## TASK PROMPT
Below are records to write out exactly; drop the pictures when you do.

------ PROVIDED DATA

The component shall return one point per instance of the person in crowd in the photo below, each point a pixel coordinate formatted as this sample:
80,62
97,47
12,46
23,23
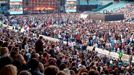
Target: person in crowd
8,70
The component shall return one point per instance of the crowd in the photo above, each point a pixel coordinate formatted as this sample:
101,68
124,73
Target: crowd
27,53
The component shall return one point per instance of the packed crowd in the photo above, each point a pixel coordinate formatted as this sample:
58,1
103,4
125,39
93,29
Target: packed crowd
27,53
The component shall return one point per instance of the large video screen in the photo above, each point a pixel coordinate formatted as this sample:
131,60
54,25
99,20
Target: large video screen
16,7
70,5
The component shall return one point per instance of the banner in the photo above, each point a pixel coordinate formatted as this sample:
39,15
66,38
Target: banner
16,7
70,6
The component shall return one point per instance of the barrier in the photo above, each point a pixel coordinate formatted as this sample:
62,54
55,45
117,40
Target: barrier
114,55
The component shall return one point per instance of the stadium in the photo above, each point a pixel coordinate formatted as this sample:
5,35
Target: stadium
66,37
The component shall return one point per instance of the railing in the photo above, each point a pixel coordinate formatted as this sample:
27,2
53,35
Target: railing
113,55
102,7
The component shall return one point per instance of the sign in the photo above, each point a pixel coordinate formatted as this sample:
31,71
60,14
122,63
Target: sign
16,7
70,5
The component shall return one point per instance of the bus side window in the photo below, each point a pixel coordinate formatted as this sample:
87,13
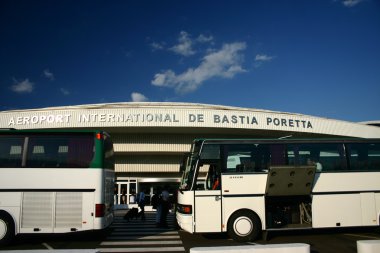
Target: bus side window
278,155
364,156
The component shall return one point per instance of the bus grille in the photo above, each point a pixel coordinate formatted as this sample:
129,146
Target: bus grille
52,210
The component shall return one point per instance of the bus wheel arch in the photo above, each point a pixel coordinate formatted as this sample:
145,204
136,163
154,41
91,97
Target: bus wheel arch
7,228
244,226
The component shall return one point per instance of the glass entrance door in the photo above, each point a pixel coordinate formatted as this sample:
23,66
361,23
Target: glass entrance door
126,192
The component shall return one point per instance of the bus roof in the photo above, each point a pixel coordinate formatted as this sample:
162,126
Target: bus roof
58,131
284,140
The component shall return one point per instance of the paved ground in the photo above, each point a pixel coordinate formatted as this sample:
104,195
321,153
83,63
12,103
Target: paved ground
144,236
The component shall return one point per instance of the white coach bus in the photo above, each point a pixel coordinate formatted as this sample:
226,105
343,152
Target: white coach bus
244,187
55,181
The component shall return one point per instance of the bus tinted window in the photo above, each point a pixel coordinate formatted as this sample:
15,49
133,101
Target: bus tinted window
364,156
326,156
11,151
60,151
254,157
210,152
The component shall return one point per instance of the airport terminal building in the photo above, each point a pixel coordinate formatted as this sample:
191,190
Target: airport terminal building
150,138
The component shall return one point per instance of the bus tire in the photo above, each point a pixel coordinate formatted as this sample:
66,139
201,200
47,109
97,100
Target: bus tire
244,226
7,228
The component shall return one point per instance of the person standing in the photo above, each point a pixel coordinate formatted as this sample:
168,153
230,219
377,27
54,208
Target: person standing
141,204
164,207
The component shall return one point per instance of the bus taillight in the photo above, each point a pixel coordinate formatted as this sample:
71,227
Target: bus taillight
99,136
100,210
184,209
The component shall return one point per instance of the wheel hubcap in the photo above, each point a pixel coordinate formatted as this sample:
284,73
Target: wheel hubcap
243,226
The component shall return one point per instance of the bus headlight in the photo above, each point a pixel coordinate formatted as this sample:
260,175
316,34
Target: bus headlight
185,209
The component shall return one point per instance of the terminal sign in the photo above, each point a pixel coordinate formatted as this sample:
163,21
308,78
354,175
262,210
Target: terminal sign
171,119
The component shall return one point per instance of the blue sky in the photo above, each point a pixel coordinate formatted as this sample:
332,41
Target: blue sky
318,57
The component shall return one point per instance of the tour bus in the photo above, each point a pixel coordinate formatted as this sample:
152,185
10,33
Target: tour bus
55,181
244,187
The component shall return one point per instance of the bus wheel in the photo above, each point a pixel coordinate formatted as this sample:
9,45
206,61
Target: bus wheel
244,226
6,228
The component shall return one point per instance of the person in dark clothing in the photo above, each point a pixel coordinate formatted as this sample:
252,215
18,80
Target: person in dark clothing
165,204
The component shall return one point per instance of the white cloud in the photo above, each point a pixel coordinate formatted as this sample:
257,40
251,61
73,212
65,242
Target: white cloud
263,58
138,97
157,46
64,91
48,74
203,38
225,63
184,47
351,3
22,86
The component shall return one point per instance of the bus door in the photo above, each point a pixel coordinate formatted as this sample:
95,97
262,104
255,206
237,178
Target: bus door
208,199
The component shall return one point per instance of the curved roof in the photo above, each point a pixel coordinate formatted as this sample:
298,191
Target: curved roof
168,116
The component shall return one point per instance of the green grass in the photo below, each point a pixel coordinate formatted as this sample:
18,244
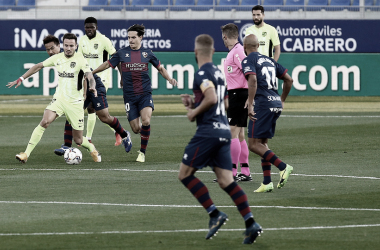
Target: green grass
105,205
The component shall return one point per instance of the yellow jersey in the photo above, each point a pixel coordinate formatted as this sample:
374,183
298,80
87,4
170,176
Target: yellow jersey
267,36
97,50
68,70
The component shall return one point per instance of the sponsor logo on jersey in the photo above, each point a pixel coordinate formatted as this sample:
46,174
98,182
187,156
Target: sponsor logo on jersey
246,69
65,74
275,110
135,66
89,55
219,125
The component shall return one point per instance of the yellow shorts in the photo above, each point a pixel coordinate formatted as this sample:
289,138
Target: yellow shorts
72,110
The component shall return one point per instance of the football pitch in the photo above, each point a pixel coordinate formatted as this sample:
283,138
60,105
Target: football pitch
331,201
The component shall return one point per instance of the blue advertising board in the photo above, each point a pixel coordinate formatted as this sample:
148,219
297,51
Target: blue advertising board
319,36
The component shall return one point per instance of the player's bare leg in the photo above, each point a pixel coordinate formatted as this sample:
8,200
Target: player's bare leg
143,129
114,123
48,117
82,141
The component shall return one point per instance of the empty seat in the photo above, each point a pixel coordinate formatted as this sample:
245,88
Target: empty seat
317,5
6,4
25,4
229,2
271,5
95,5
338,5
294,5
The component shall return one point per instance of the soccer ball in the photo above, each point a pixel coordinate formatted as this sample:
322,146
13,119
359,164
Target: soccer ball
73,156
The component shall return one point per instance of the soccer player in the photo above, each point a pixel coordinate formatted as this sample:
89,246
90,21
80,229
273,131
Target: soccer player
67,99
96,48
237,101
137,87
267,34
264,108
210,145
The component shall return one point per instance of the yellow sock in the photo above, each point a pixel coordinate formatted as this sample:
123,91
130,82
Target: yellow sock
91,120
34,139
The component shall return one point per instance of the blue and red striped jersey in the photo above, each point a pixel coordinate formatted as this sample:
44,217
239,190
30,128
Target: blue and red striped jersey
135,71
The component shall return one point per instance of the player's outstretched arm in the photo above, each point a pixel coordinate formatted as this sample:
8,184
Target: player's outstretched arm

------------

## EXERCISE ANSWER
The component shall return one point per instance of the person in crowd in the photo below, each point a pixel coordinate formatted as this sample:
80,62
97,47
12,46
23,23
Target: person in crowd
8,70
The component shall return one point per instance of the crowd in the photo above, each point a pixel coordinate formatted as this sample:
101,68
124,73
Target: crowd
27,53
The component shall return one point per instance of the packed crowd in the photo above, each point a pixel coordinate formatted as this sample:
58,1
103,4
125,39
93,29
Target: packed crowd
27,53
The component shall return one point per instance of the large video screen in the photo above, each point a pixel coordinate formatted as this sample:
131,60
54,25
99,20
Target: large video screen
16,7
70,5
The component shall return one point per instance of the banner in the photo above, each point a pixel coordinate formatted as this sample:
39,15
66,38
Target: banner
16,7
70,6
The component shall return one point per instance of the barrier in the photo above, each point a pixel coordinate formatted as this sample:
62,54
55,45
117,40
Target: barrier
114,55
The component shall return one point per instance of the stadium in the photo above, each point a pixel coordinate formatted as this sample:
5,35
Target: stadium
66,37
The component shall return one point per instance of the railing in the photo above, each point a pixel coordinate formatted as this sample:
27,2
53,35
Target: railing
113,55
102,7
The component shall return one point per instance of the sign in the photo above, each point a pixel coordinate formatted as this sample:
31,71
60,14
122,63
Target: sign
16,7
70,5
The component shall return one point per instance of the bus side window in the photo below, each point a pixel coordinate formatted as this sample:
87,13
Target: bus side window
278,155
364,156
The component shall return one point per instance of the bus grille in the photo above, each point a pixel coordinate formatted as this sample:
129,146
Target: bus grille
52,210
The component shall return one point per instance of the bus wheel arch in the photo above, each point a pixel coordinate formatted as this sample:
145,204
136,163
154,41
91,97
Target: bus wheel arch
7,228
244,226
The component shall return one point per instance of the glass entrance door in the photo above, each point a pixel coordinate formatted as this sample:
23,66
361,23
Target: glass entrance door
126,192
The component shall return one point per instance of the bus roof in the photo above, each point a pixel coordinate formatted as this sample:
162,126
Target: bus roof
58,131
284,140
The component shall return one point per instance of the paved ground in the photo above, each point a pixel coordinate formatted as this sample:
104,195
321,153
83,63
12,103
Target: paved ground
144,236
The component shall return one point per instance of the white coach bus in the photo above, each point a pixel coordinate formatted as this sample:
226,105
343,152
Target: white coach bus
244,187
55,181
The component shall return one point per instance of the bus tinted window in the photo above, each point a pixel coordinate formatted as this sample:
15,49
133,101
Target: bus tinted window
364,156
326,156
11,151
60,151
254,157
210,152
The component shall return one point per instance of the airport terminal building in the photo above, each point a pixel coordinate formatted as this sample:
191,190
Target: airport terminal building
150,138
The component shall return one point per instance of the bus tire in the photo above, each point a pixel coordinate formatted as this sample:
66,139
201,200
47,109
97,100
Target: bus tire
244,226
7,228
The component shall return one point per instance of the person standing in the photo above, each point a pixel coordinate formatted as this sample:
168,153
230,219
377,27
54,208
Target: person standing
141,204
164,207
The component shall return one point per instance of the bus taillight in the photo above, each point a pixel coordinate formatted as this sample:
71,227
Target: bus taillight
99,136
100,210
184,209
The component shall return one point per instance of the wheel hubcap in the photo above, each point a pixel coordinate formatted as this sample:
284,73
Target: wheel hubcap
243,226
The component shall return one point per instance of the bus headlight in the photo above, each point a pixel coordinate formatted as this sample:
260,175
316,34
Target: bus headlight
185,209
The component shall return one point per instance of the terminal sign in the photo above, each point a pixel coordinate formatted as this sample:
163,21
308,78
354,175
262,210
Target: terminal sign
171,119
The component shall return one point per instance of the blue sky in the photo above, each point a pixel coordinate formatted as this sample:
332,41
Target: blue sky
318,57
The component shall return one point per instance of the tour bus in the photo above, each point a pixel coordinate formatted as this sample:
152,185
10,33
Target: tour bus
55,181
244,187
The component shall return one point per instance of the bus wheel in the photo above, each point a pixel coordinate formatted as this sample:
9,45
206,61
Target: bus wheel
244,226
6,228
The component shall return one point per instance of the person in dark clothing in the photo above, each point a pixel coordinate formatted as this sample:
252,215
18,80
Target: person in dark clothing
165,204
The component shall return one point per instance of the white cloud in the photo above, each point a pixel coordinate formatted as this sample:
257,40
251,61
73,212
65,242
Target: white cloud
263,58
138,97
157,46
64,91
48,74
203,38
225,63
184,47
351,3
22,86
The component shall return one point per instance of the bus door in the photo above, each point a pixel coordinate formatted as this sample:
95,97
262,104
255,206
237,178
Target: bus door
208,199
The component shall return one point per instance of the curved roof in the photo above, each point a pixel coordinate formatted as this sample:
298,191
Target: curved roof
168,116
The component shall return one point per instance of the green grass in the photo below, each point a pixel coordinate formatted as this sample:
18,244
Target: green grass
105,205
The component shall return one point per instance of the yellow jersey in the photo above, each point a pixel coordinate formatted as this sample:
374,183
298,80
87,4
170,176
Target: yellow jersey
267,36
97,50
68,70
The component shall return one point per instance of the sponsor logo on jersey in the photo above, each point a pixel coordinate formatted as this sample:
46,174
98,182
187,156
Target: sponsor logo on jersey
246,69
65,74
275,110
135,66
89,55
219,125
The component shall return one point per instance of the yellow shorts in the photo above, each point a pixel coordinate formatted as this sample:
289,138
Target: yellow shorts
72,110
The component shall return one point per instance of the football pitch in the photo above, each point a pixel coordinate formatted as this sample:
283,138
60,105
Target: football pitch
331,201
The component shall return one point per instance of the blue advertising board in the photo above, each point a pixel coordinate formatted as this sample:
148,219
297,51
Target: blue advertising board
319,36
The component shall return one point per instance of the player's bare leg in the photo above, each point a pixel coordinate formatted as this sample:
8,200
Target: player's bare leg
143,129
114,123
48,117
82,141
The component shall return one point per instance of the empty seat in the photo above, each point a pixel coordinate formatted as this sample:
245,88
Target: empty seat
317,5
6,4
25,4
229,2
271,5
95,5
338,5
294,5
The component shall return one point per instance of the soccer ball in the photo above, each point a pixel coordinate formatted as this sample:
322,146
13,119
359,164
Target: soccer ball
73,156
The component shall return one point per instance of the soccer player in the photo above, each point a pixel coordinate formatted as this sample:
89,246
90,21
80,229
273,131
Target: soccer player
67,99
96,48
237,101
137,87
267,34
264,108
210,145
The component shall return one point per instance of the yellow sock in the photo above, each point a pixel coordinate formatted as this sample:
123,91
130,82
Target: yellow sock
91,120
34,139
The component shall return one point per instance of the blue and red striped jersey in the photo above, each point a pixel coordinate formatted as this sample:
44,217
239,190
30,128
Target: blue and red striped jersey
135,71
The component shall return one point per instance of the player's outstretched arm in the photo above, each point a pixel coordinate formatted as this sample:
8,184
Target: player's outstretched arm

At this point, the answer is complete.